- **WRITTEN TASK 1**:
Copy out the article on Google's military contracts between "The shift tells" and "stopped pushing back.", inclusive, renaming "Washington" as "the Pentagon".
- **WRITTEN TASK 2**:
Recast the listing lines between the lines holding "of the speckled" and "<point>254,44</point>", inclusive, as a Markdown table with a "Row" column for the row number and a "Line" column for the line, leaving out blank lines.

Eight years ago, thousands of Google employees signed a petition demanding the company abandon Project Maven, a Pentagon initiative that used artificial intelligence to analyze drone surveillance footage. Google backed down. It let the contract lapse. It published a set of AI principles that seemed to draw a bright line between its technology and lethal military applications.
That line has been steadily erased.
According to a detailed report from The New York Times, Google has aggressively expanded its defense and intelligence work over the past several years, building a portfolio of Pentagon contracts that dwarfs anything it pursued during the Maven era. The company now provides cloud computing infrastructure, AI-powered data analysis tools, and cybersecurity services to multiple branches of the U.S. military and intelligence community. And it’s done so with far less internal resistance than the firestorm that engulfed the company in 2018.
The shift tells a broader story about Silicon Valley’s evolving relationship with Washington — one driven by geopolitical anxiety, enormous contract dollars, and a tech workforce that has, by attrition or acquiescence, largely stopped pushing back.

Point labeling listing
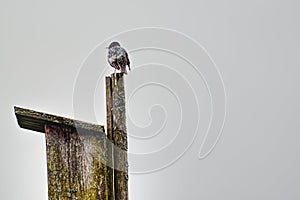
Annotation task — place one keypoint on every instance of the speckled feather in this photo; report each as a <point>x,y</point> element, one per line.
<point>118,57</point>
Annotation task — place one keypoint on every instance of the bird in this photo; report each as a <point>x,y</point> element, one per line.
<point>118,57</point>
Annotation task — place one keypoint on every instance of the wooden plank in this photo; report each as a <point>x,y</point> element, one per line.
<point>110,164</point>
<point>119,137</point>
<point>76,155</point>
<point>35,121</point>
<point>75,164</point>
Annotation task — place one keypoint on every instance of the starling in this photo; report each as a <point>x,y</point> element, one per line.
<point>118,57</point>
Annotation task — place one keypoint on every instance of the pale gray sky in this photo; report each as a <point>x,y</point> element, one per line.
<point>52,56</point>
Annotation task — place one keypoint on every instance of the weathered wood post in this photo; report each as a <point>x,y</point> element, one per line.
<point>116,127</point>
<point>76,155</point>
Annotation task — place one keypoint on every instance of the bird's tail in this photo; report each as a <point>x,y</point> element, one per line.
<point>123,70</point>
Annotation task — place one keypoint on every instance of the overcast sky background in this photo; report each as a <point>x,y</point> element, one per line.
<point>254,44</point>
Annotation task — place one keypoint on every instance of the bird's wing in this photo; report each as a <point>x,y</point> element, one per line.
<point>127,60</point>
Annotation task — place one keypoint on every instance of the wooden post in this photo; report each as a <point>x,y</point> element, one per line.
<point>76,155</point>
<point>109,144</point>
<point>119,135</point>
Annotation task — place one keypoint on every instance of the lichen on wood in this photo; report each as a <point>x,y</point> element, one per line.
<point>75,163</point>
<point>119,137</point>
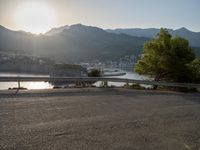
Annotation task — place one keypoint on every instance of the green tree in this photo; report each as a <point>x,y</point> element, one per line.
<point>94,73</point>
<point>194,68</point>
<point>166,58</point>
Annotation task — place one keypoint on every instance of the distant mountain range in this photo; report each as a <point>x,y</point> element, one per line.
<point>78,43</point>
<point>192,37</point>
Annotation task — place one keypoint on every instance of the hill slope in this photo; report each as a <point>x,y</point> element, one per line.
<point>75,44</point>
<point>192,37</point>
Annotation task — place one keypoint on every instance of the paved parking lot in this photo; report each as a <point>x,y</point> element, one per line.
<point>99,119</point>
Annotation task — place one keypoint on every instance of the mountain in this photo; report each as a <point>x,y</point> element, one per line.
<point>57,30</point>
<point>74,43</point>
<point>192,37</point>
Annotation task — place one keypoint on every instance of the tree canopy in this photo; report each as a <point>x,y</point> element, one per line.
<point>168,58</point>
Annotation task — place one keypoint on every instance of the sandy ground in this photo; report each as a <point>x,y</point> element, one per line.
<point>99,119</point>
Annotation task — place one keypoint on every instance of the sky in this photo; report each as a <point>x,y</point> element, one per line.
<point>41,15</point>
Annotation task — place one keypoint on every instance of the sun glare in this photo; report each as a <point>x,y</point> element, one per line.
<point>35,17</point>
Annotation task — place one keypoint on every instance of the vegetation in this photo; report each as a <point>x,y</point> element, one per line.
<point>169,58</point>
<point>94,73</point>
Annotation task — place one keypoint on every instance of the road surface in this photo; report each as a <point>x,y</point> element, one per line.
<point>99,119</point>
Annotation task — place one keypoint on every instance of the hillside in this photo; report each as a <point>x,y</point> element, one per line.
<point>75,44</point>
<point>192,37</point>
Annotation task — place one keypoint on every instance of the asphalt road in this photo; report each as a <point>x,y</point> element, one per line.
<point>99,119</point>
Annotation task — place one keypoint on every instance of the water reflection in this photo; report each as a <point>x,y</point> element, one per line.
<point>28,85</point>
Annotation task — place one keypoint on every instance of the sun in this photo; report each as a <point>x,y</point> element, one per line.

* * *

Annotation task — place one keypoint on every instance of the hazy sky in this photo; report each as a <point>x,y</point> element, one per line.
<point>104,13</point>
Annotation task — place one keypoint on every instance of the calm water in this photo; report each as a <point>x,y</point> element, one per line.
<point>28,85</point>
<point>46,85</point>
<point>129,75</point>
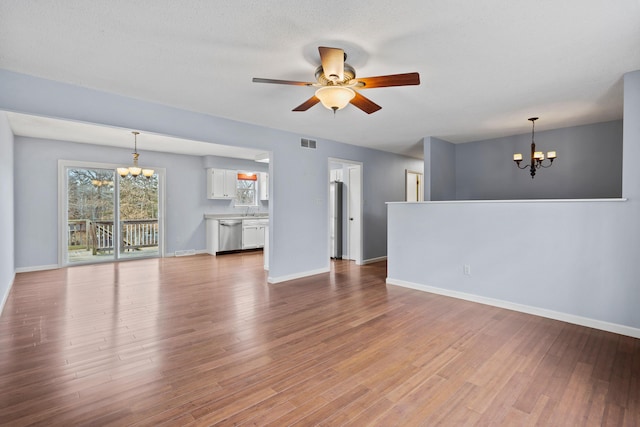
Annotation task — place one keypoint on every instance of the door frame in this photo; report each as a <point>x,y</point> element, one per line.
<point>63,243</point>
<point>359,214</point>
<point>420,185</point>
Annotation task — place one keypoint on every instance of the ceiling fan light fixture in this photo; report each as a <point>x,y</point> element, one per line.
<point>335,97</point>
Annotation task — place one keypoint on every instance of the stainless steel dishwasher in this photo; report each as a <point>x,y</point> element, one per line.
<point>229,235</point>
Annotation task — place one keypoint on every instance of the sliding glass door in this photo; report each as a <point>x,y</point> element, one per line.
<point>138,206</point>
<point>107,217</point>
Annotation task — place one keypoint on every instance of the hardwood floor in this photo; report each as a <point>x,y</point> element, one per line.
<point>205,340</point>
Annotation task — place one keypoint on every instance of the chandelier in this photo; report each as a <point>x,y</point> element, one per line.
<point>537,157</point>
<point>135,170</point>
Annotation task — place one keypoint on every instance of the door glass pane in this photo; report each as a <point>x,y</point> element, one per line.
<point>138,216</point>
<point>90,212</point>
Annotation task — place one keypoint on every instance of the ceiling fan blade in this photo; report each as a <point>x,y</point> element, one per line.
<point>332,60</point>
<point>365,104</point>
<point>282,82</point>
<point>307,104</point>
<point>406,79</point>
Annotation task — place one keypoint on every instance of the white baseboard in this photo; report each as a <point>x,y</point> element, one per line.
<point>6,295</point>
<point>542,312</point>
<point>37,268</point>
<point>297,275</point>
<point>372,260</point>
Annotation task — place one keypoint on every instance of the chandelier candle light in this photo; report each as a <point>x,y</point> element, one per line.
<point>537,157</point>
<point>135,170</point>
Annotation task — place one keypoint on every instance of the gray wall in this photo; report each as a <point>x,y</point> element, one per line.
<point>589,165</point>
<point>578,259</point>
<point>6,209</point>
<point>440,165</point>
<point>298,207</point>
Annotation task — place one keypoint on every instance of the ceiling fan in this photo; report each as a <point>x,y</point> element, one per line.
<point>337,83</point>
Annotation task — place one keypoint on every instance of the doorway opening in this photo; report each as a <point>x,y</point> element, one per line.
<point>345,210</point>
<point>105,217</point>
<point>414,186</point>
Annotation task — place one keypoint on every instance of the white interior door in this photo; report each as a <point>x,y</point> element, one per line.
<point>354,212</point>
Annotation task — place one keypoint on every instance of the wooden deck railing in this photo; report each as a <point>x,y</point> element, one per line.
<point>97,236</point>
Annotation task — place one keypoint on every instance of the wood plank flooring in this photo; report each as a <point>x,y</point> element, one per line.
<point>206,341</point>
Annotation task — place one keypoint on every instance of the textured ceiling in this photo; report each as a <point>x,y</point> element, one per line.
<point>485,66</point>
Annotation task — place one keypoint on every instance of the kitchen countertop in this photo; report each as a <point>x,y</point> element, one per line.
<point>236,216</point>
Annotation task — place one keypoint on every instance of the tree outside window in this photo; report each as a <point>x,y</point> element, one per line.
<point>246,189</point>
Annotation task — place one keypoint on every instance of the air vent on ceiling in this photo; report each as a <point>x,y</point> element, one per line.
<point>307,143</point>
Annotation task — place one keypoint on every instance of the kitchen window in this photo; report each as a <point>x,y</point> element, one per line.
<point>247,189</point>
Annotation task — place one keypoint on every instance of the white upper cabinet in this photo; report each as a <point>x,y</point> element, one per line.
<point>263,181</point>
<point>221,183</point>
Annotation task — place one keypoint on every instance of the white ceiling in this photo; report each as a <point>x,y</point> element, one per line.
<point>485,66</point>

* * *

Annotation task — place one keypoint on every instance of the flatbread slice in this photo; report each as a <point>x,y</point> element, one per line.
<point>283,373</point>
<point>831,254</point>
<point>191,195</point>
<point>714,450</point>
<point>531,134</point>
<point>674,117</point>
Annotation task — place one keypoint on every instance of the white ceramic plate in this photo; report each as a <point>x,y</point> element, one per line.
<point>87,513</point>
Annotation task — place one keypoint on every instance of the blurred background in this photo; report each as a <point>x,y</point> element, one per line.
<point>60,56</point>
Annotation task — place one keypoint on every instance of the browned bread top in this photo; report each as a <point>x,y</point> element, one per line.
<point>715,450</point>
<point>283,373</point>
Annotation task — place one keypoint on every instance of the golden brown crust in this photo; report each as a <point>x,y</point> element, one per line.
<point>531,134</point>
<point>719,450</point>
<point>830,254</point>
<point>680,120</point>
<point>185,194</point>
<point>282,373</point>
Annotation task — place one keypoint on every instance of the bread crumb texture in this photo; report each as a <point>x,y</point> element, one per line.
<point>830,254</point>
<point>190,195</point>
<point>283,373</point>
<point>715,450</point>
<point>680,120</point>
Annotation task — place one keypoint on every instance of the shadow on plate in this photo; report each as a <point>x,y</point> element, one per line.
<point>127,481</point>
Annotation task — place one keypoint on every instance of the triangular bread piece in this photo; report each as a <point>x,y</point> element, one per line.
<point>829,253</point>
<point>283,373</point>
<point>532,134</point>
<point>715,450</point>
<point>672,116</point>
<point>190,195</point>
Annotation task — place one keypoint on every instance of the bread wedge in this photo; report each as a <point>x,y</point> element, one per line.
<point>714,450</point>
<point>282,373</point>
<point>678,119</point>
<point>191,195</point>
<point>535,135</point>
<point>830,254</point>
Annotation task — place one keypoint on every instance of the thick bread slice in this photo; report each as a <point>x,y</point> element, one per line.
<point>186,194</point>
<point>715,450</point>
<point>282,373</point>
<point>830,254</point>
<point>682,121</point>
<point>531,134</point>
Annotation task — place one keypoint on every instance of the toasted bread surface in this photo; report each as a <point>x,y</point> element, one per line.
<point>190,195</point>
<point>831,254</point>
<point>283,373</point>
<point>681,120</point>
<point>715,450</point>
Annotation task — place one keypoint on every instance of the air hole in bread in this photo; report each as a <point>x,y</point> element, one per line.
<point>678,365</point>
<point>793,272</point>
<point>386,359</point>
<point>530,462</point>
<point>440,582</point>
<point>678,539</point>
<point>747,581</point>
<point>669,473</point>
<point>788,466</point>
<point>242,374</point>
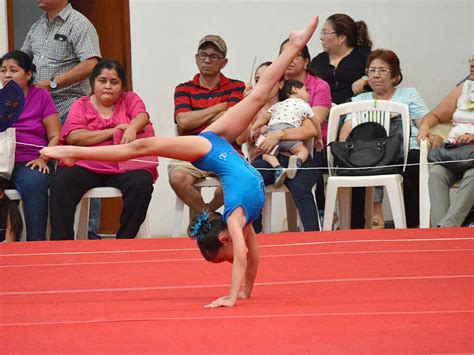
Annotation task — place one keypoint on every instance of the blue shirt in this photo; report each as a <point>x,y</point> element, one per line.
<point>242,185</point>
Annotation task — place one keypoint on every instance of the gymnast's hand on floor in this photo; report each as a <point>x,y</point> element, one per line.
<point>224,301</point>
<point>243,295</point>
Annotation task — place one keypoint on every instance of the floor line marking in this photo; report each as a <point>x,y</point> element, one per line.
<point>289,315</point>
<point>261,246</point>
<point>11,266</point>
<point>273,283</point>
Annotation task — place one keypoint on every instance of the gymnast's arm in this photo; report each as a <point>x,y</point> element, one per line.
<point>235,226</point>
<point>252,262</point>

- **EXERCISE RESULT 1**:
The shift tells a broader story about Silicon Valley’s evolving relationship with the Pentagon — one driven by geopolitical anxiety, enormous contract dollars, and a tech workforce that has, by attrition or acquiescence, largely stopped pushing back.

- **EXERCISE RESULT 2**:
| Row | Line |
|---|---|
| 1 | Annotation task — place one keypoint on every instance of the speckled feather in this photo; report each as a <point>x,y</point> element, one per line. |
| 2 | <point>118,57</point> |
| 3 | Annotation task — place one keypoint on every instance of the bird in this photo; report each as a <point>x,y</point> element, one per line. |
| 4 | <point>118,57</point> |
| 5 | Annotation task — place one keypoint on every instance of the wooden plank in this photo; report each as a <point>x,y</point> element, one per line. |
| 6 | <point>110,164</point> |
| 7 | <point>119,137</point> |
| 8 | <point>76,155</point> |
| 9 | <point>35,121</point> |
| 10 | <point>75,164</point> |
| 11 | Annotation task — place one keypoint on every instance of the starling in this photo; report each as a <point>x,y</point> element, one per line. |
| 12 | <point>118,57</point> |
| 13 | Annotation task — place one keypoint on every instance of the pale gray sky in this photo; report each as a <point>x,y</point> element, one per line. |
| 14 | <point>52,56</point> |
| 15 | Annotation task — place one keypoint on every instance of the weathered wood post in this photo; report each as a <point>x,y</point> element, one per line. |
| 16 | <point>116,127</point> |
| 17 | <point>76,155</point> |
| 18 | Annotation task — place one keypoint on every instance of the bird's tail in this photo; report each as a <point>x,y</point> element, one per line. |
| 19 | <point>123,70</point> |
| 20 | Annotation task — place one keypoint on every instance of the overcast sky background in this photo; report each as a <point>x,y</point> element, one per line. |
| 21 | <point>254,44</point> |